Problem details. An exact retyping of every record is required.

BEGIN Data listing

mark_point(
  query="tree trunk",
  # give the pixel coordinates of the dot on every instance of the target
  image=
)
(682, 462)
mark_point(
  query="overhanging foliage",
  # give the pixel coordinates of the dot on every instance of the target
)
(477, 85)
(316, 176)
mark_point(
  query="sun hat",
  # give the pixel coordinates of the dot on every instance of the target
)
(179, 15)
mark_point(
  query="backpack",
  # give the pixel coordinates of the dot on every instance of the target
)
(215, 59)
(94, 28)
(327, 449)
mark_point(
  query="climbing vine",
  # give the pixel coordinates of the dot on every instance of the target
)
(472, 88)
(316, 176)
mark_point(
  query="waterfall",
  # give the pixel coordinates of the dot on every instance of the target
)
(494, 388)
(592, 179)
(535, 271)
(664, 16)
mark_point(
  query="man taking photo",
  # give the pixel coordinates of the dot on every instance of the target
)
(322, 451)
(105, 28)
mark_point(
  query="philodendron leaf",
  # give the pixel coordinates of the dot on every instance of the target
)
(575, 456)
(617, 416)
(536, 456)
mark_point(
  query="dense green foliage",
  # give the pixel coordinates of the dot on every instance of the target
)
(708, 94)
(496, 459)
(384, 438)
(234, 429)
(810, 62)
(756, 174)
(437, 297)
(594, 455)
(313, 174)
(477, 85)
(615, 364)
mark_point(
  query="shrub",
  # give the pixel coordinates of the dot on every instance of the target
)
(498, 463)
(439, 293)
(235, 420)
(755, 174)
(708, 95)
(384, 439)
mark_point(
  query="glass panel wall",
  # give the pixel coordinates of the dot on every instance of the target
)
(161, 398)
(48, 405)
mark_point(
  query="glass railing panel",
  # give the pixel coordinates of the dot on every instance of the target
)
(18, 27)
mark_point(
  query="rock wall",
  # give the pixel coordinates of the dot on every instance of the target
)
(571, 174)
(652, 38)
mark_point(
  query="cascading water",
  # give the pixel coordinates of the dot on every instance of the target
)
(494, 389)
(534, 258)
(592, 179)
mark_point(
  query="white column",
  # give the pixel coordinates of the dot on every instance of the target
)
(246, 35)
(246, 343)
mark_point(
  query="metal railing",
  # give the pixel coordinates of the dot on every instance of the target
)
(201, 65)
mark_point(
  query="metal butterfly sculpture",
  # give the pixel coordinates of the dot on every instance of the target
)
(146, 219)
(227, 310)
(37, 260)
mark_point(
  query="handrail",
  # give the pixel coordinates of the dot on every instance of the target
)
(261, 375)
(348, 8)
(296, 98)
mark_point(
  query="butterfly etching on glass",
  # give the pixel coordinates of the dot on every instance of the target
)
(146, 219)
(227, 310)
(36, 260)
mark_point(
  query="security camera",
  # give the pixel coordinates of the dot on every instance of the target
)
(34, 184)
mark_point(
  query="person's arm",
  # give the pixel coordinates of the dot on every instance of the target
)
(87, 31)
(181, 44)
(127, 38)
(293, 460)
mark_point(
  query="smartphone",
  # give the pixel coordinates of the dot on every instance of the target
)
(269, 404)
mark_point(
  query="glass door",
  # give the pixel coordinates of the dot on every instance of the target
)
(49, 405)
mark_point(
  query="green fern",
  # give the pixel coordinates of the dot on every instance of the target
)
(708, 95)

END Data listing

Written reply.
mark_point(
  query="tree trunk",
  # give the pixel coordinates of the dot on every instance of the target
  image=
)
(682, 462)
mark_point(
  query="overhanging foliage",
  # give the pixel coordinates of the dot on every instance of the target
)
(477, 85)
(316, 176)
mark_point(
  query="sun hat",
  # give the pixel coordinates of the dot on every instance of the target
)
(179, 15)
mark_point(
  query="backpack",
  # give the pixel coordinates of the dot on every instance of the target
)
(215, 59)
(94, 28)
(327, 449)
mark_point(
  query="climbing vine",
  # give the pixel coordinates of the dot on every instance of the target
)
(472, 88)
(316, 176)
mark_point(
  query="waterfall",
  # give the pixel coordinates of the dot on every instance of the target
)
(494, 388)
(592, 179)
(535, 271)
(664, 16)
mark_point(
  query="man taking photo",
  # give the pixel coordinates of the dot on every instance of the target
)
(322, 451)
(105, 28)
mark_point(
  query="philodendron leaf",
  # give the pixel coordinates of the dot on every instance of the target
)
(575, 456)
(617, 416)
(536, 456)
mark_point(
  query="dense green foliage",
  # give the pixel coordinates of the dot on every instance of the target
)
(708, 94)
(496, 459)
(384, 438)
(234, 429)
(810, 62)
(756, 174)
(437, 297)
(594, 455)
(313, 174)
(477, 85)
(615, 364)
mark_point(
  query="shrub",
  # give the pixel coordinates of the dot on every instance of the target
)
(498, 463)
(439, 293)
(235, 420)
(755, 174)
(708, 95)
(384, 439)
mark_point(
  query="glass panel wall",
  # give the pixel coordinates of the dot on every instance of the target
)
(161, 398)
(48, 405)
mark_point(
  query="glass railing panel",
  # give the pixel coordinates of the dot on every instance of the target
)
(18, 27)
mark_point(
  query="rock wall",
  # give the pixel coordinates of the dot on every instance of the target
)
(571, 174)
(652, 38)
mark_point(
  query="cascading water",
  # give the pixel coordinates of the dot on every instance of the target
)
(494, 389)
(534, 258)
(592, 179)
mark_point(
  query="white column",
  # give the pixel coordinates of the dot on every instance of the target
)
(246, 35)
(246, 343)
mark_point(
  query="metal railing",
  # give the pixel coordinates of the dot on every instance of the target
)
(201, 65)
mark_point(
  query="metal butterfly sculpture",
  # give the pixel coordinates of the dot on every instance of the target
)
(146, 219)
(227, 310)
(37, 260)
mark_point(
  query="handrail",
  # give the pixel coordinates of the dot on every instance of the target
)
(261, 375)
(348, 8)
(296, 98)
mark_point(
  query="butterfly etching on glass",
  # give the pixel coordinates of the dot on every instance of the target
)
(146, 219)
(227, 310)
(36, 260)
mark_point(
  query="security camera",
  # give the pixel coordinates of the dot on every instance of the target
)
(34, 184)
mark_point(
  query="person's arm",
  # give the pixel coordinates of the dot on every instance of the target
)
(87, 31)
(181, 44)
(127, 38)
(293, 460)
mark_point(
  query="smartphone",
  # give the pixel coordinates of the dot on every instance of the target
)
(269, 404)
mark_point(
  query="glass door",
  # give the pixel coordinates of the dot on every instance of the target
)
(49, 405)
mark_point(
  query="green fern",
  # give the pixel coordinates of the dot on every instance of the target
)
(708, 95)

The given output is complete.